(Referring expression pointing data)

_ _ _ _ _

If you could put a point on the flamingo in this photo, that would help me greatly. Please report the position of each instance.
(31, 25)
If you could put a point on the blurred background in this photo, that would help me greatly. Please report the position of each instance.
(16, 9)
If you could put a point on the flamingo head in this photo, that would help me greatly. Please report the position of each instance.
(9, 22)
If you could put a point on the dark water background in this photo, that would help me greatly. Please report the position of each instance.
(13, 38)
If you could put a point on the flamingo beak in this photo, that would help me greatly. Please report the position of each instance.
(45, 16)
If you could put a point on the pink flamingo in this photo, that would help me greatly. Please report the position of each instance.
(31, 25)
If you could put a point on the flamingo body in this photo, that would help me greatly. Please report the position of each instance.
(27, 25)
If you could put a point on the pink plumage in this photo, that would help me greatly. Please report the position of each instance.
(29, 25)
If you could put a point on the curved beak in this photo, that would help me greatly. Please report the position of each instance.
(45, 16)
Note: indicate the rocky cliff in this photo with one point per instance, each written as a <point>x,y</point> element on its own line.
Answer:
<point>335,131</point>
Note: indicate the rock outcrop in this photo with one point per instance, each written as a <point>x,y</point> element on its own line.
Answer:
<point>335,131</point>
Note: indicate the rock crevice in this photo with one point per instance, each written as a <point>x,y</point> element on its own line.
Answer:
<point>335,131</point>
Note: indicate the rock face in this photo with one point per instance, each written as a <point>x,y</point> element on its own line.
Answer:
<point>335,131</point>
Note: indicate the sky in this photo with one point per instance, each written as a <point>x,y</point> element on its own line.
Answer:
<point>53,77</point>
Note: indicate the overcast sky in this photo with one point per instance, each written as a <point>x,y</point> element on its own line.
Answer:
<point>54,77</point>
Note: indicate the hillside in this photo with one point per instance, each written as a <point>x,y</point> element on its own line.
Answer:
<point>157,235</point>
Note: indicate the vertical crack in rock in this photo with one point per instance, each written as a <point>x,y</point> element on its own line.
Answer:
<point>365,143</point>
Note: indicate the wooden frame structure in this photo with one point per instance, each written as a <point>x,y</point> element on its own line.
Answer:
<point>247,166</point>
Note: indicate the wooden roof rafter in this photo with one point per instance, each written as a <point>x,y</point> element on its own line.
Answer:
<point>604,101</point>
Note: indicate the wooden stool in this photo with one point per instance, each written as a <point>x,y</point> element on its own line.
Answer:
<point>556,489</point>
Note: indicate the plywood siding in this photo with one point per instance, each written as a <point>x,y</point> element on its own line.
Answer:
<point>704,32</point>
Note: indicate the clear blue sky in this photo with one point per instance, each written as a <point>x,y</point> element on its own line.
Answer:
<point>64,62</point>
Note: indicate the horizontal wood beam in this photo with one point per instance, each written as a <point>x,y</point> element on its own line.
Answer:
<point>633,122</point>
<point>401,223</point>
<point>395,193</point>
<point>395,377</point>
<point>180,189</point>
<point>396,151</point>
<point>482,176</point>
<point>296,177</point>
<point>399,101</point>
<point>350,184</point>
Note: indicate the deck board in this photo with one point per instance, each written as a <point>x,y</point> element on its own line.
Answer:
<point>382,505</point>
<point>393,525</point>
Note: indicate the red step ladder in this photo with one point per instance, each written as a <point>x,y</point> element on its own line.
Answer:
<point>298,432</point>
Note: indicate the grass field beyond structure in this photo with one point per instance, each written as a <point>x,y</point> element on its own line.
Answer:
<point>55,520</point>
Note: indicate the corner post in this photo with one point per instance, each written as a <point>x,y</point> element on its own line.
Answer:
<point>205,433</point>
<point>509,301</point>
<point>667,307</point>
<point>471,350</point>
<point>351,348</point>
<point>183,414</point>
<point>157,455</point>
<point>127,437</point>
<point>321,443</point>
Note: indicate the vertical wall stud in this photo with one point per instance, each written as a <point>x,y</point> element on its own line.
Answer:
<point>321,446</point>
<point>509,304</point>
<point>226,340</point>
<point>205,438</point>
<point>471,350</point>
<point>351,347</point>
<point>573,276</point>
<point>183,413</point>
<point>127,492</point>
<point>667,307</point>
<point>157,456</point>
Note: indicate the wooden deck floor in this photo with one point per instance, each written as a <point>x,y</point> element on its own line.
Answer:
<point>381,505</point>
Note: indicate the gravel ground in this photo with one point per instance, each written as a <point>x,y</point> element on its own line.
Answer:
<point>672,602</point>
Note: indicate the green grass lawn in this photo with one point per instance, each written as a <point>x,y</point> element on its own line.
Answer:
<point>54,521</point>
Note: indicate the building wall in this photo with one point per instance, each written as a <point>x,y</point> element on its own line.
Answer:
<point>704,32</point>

_ _ _ _ _

Filter the entries down to the lines holding the string "vertical". Copy each of those lines.

#### [OUTPUT]
Note: indicate the vertical crack in rock in this photo with one point per instance, each written as a <point>x,y</point> element on its own line.
Note: indicate the vertical wall stud in this photo with one point per instance, each written as a <point>x,y</point> element on its own line.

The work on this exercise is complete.